## Set of tasks
A. For the article on the Senate inquiry into AHPRA, say whether each statement agrees with the text, answering yes or no and quoting the deciding words exactly. (i) The committee made 14 recommendations. (ii) The committee recommended keeping the current mandatory reporting requirements. (iii) An ABC investigation into cosmetic surgeons took place last year.
B. From the article on the Senate inquiry into AHPRA, output the part that opens with the words containing "A Senate inquiry" and closes with "into the spotlight.", copied exactly.

A sympathetic committee also recommends that the regulator only accept notifications on clinical issues relating to patient safety.
A Senate inquiry has recommended an overhaul of the notifications process to include limitations on the kind of complaints that AHPRA can receive, measures to avoid supervisory failures, and a call for mandatory reporting requirements to be removed.
The Senate Community Affairs References Committee had been investigating AHPRA’s administration of health professionals’ registration and notifications.
The recommendations were addressed primarily to AHPRA and to the 15 national boards that accredit courses of study, set professional standards, register practitioners and manage notifications about practitioners’ conduct.
Among the 14 recommendations, the committee said the title “surgeon” should be regulated as a matter of priority. This follows an ABC investigation last year into cosmetic surgeons that brought the loose use of the term into the spotlight.
It also recommends that the National Law be reformed to give AHPRA the discretion to refuse low-risk notifications, which should be referred to health practices and services deal with. Notifications that are accepted by AHPRA and the boards should “limited to clinical issues relating to patient safety”.
“The committee was deeply concerned and moved by the stories it has heard regarding the devastating impact of a notification on some health practitioners,” its report says.
“The committee acknowledges that there is a significant amount of stress involved in the notifications process for practitioners. This is unduly exacerbated by a range of issues with the process, including how regulators communicate with parties, a lack of understanding and transparency about the process, and of course, because of protracted timeframes and delays.”
The committee recommended health ministers agree to remove the current mandatory reporting requirements and adopt the model developed by Western Australia.

## Records shown
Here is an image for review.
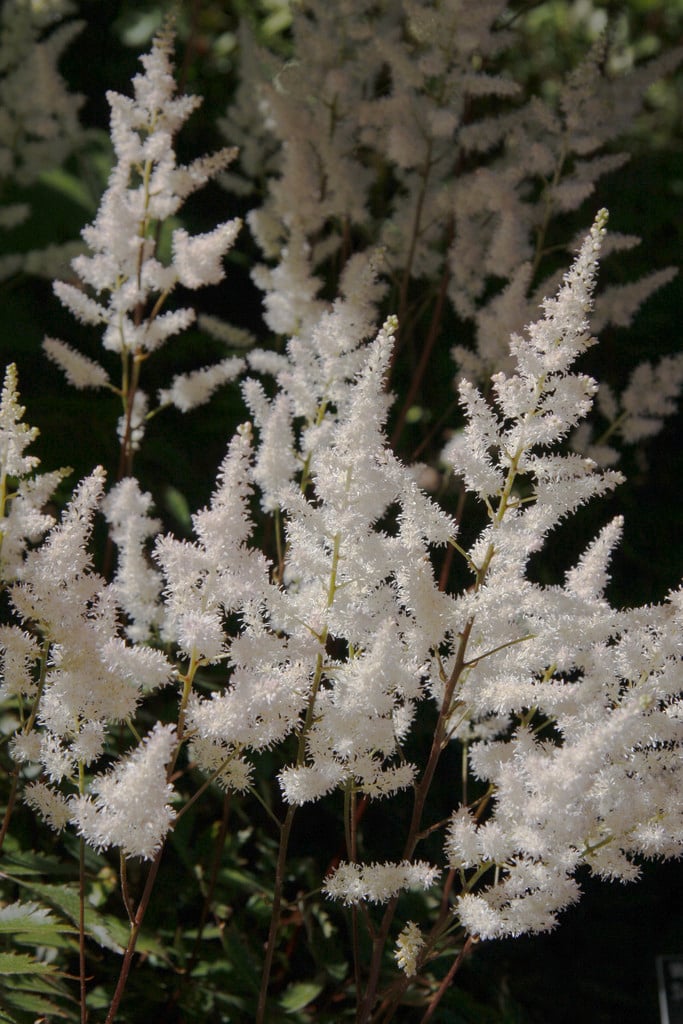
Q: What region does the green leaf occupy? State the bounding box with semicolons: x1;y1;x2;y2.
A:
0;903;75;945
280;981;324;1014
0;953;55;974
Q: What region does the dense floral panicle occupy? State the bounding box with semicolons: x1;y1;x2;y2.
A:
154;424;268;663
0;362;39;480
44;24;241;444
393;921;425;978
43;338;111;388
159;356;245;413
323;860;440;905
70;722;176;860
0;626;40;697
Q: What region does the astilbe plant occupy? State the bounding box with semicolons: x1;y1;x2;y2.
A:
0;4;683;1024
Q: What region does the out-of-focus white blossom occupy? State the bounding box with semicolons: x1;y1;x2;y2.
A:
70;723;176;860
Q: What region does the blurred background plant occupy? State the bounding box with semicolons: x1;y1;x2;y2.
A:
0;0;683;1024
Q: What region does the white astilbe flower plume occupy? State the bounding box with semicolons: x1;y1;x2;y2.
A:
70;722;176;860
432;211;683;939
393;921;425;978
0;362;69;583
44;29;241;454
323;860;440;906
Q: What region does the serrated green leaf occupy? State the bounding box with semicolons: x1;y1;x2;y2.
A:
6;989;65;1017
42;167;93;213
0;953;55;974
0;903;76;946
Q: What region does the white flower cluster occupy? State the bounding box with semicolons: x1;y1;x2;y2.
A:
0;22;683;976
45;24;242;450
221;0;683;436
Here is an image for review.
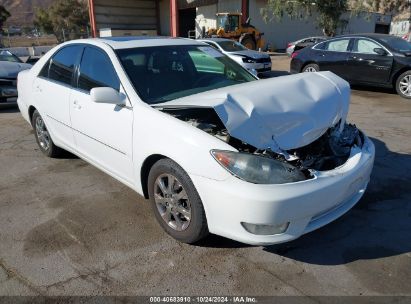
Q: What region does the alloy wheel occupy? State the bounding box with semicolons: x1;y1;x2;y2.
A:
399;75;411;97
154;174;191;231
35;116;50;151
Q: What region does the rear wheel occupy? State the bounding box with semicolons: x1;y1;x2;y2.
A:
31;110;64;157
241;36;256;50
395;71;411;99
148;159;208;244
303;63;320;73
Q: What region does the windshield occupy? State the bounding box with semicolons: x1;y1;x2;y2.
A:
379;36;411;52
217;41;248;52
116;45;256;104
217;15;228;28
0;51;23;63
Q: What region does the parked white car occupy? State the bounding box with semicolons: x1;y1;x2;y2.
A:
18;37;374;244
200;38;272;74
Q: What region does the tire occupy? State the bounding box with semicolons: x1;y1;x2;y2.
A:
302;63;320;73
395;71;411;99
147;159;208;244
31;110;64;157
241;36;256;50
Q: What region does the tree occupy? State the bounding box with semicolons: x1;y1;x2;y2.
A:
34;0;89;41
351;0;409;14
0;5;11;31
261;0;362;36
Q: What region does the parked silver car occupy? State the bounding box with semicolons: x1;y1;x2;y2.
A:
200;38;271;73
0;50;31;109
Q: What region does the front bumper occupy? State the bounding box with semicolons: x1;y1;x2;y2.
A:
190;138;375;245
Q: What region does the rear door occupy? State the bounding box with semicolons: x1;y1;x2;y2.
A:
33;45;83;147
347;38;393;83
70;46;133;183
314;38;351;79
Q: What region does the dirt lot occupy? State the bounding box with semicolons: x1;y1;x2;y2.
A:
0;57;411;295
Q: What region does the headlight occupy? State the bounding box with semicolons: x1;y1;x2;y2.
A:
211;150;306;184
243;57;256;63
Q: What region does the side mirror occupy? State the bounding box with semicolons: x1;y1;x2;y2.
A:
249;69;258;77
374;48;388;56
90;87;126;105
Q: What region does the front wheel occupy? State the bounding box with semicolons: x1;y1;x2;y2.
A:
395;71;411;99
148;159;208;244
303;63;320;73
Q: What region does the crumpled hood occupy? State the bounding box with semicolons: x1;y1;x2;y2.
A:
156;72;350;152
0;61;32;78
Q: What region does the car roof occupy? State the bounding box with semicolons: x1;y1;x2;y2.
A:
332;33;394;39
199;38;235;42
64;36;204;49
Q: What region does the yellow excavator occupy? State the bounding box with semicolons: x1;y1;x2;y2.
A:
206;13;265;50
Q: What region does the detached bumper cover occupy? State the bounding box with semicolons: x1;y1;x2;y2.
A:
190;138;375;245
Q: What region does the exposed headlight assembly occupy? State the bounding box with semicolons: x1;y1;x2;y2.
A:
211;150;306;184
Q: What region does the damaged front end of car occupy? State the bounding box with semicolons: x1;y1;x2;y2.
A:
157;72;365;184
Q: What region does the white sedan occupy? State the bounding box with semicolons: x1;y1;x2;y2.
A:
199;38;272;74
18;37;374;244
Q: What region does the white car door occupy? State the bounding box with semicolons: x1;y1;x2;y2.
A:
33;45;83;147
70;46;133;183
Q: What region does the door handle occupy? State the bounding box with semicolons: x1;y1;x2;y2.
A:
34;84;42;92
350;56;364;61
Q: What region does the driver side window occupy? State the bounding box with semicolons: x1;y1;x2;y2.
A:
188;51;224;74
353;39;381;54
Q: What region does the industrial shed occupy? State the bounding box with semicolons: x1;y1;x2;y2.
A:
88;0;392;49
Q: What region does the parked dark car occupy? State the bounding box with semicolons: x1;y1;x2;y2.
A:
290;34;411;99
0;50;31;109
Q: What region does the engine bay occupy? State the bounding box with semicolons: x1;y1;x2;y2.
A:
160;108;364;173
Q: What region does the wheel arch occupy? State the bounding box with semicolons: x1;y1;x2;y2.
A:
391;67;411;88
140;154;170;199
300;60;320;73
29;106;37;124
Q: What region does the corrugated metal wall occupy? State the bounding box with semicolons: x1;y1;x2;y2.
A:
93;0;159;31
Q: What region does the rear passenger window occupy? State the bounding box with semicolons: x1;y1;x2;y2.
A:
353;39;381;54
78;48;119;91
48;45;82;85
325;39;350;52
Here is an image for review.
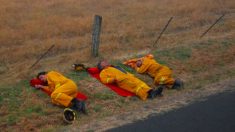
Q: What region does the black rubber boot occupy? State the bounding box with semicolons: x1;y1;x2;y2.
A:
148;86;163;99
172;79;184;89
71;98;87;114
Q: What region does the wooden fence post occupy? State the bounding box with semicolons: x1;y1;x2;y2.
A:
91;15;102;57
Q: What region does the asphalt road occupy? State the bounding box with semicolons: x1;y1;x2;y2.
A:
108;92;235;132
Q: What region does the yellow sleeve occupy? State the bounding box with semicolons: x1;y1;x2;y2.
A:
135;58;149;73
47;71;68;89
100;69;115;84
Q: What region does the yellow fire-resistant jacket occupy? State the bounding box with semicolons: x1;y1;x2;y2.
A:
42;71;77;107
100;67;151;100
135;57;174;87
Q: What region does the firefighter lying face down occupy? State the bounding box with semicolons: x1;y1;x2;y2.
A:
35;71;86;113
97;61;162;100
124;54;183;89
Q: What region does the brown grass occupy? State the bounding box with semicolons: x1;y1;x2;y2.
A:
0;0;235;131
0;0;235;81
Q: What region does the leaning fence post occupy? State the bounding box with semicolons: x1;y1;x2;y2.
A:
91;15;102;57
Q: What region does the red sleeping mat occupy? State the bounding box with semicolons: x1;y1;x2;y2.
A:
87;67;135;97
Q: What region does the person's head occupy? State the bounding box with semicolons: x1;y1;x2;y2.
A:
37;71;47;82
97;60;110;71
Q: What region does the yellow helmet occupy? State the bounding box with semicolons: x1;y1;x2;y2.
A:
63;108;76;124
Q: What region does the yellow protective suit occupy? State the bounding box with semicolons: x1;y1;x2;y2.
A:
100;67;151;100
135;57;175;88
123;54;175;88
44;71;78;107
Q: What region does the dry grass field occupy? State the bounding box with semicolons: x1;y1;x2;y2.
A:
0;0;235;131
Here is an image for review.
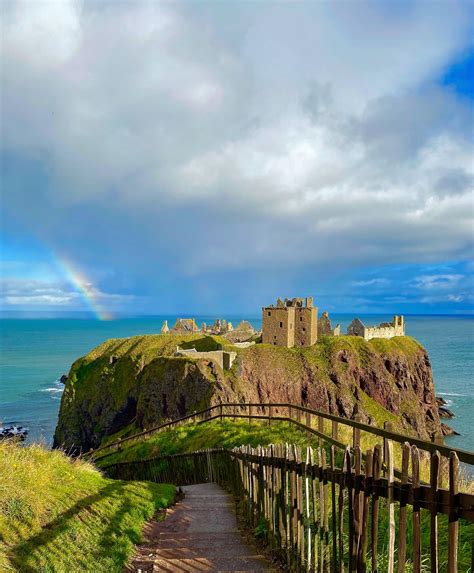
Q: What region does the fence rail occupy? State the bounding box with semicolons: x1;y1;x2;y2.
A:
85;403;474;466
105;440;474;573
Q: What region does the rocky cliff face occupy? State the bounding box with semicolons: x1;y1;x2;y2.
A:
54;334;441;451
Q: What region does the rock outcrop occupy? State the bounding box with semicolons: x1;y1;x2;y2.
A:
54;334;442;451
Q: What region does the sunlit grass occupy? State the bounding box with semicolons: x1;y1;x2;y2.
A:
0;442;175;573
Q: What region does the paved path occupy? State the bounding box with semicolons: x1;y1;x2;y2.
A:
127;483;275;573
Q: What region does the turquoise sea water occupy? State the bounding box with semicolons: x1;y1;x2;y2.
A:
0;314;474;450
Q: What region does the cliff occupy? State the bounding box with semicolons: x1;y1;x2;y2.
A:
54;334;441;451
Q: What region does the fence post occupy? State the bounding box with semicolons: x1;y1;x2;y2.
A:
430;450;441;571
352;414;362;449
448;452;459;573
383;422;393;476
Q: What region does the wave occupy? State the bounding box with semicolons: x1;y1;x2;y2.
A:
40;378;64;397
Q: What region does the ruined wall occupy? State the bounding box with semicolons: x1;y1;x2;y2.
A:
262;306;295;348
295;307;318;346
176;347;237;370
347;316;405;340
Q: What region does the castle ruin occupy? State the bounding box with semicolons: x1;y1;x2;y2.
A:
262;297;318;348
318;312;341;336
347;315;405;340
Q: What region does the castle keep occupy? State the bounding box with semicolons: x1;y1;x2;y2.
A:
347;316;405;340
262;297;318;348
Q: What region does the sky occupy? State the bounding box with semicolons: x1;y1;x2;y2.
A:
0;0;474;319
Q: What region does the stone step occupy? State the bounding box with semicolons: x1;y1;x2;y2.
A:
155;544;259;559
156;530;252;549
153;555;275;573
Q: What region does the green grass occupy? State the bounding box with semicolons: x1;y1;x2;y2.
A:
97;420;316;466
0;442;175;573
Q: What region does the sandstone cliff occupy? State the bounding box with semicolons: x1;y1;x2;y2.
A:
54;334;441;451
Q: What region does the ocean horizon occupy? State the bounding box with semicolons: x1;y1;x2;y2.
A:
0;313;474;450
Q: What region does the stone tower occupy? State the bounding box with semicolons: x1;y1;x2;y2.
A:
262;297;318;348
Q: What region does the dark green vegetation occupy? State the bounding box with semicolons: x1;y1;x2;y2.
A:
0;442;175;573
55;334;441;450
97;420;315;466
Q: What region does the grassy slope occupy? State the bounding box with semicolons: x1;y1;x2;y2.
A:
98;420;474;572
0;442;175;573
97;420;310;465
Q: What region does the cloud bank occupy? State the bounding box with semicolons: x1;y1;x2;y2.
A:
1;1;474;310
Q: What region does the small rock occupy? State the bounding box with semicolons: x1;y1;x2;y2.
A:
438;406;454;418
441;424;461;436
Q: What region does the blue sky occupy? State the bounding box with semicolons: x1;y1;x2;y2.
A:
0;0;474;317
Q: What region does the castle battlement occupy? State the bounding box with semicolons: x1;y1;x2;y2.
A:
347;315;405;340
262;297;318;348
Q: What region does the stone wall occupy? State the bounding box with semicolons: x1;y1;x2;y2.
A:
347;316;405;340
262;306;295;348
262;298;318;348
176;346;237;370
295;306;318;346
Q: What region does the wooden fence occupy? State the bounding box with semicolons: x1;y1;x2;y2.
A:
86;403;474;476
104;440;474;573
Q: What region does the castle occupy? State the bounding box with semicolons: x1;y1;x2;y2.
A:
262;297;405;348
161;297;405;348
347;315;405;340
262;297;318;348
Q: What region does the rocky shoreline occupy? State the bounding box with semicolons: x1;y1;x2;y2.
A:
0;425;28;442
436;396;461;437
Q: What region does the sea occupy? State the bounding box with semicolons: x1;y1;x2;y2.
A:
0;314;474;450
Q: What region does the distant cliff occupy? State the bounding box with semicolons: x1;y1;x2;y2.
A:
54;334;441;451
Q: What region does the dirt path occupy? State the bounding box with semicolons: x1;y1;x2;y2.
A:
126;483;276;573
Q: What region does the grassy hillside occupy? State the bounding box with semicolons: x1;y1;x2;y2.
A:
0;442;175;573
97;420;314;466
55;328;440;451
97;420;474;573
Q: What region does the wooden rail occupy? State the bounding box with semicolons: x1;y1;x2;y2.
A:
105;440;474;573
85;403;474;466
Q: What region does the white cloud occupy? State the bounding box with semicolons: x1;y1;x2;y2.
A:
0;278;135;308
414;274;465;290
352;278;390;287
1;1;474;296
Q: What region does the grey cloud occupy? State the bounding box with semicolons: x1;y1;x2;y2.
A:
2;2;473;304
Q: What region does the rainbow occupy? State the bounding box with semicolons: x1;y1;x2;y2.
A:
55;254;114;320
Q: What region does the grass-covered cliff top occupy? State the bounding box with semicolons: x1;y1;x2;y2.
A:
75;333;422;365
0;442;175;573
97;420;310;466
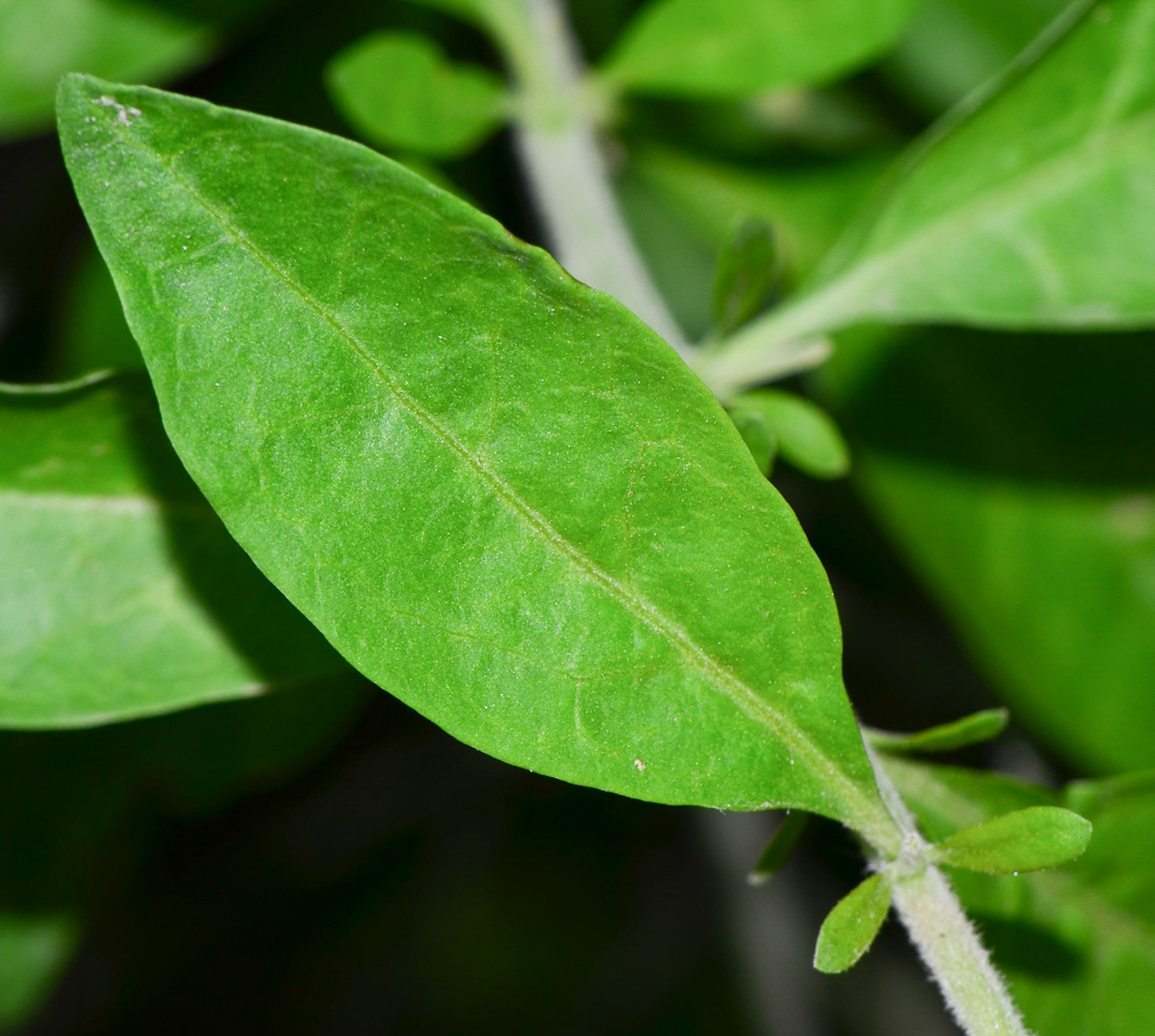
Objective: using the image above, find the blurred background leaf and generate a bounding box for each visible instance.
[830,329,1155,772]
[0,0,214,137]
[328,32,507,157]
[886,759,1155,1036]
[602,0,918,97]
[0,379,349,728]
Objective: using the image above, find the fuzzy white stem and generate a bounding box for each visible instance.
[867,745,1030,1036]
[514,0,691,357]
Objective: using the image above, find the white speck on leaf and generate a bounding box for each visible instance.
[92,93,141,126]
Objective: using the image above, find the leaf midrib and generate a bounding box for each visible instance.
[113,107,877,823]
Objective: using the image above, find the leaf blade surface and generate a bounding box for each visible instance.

## Completed exercise
A.
(i) Yes: "Among the 14 recommendations"
(ii) No: "remove the current mandatory reporting requirements"
(iii) Yes: "This follows an ABC investigation last year into cosmetic surgeons"

B.
A Senate inquiry has recommended an overhaul of the notifications process to include limitations on the kind of complaints that AHPRA can receive, measures to avoid supervisory failures, and a call for mandatory reporting requirements to be removed.
The Senate Community Affairs References Committee had been investigating AHPRA’s administration of health professionals’ registration and notifications.
The recommendations were addressed primarily to AHPRA and to the 15 national boards that accredit courses of study, set professional standards, register practitioners and manage notifications about practitioners’ conduct.
Among the 14 recommendations, the committee said the title “surgeon” should be regulated as a matter of priority. This follows an ABC investigation last year into cosmetic surgeons that brought the loose use of the term into the spotlight.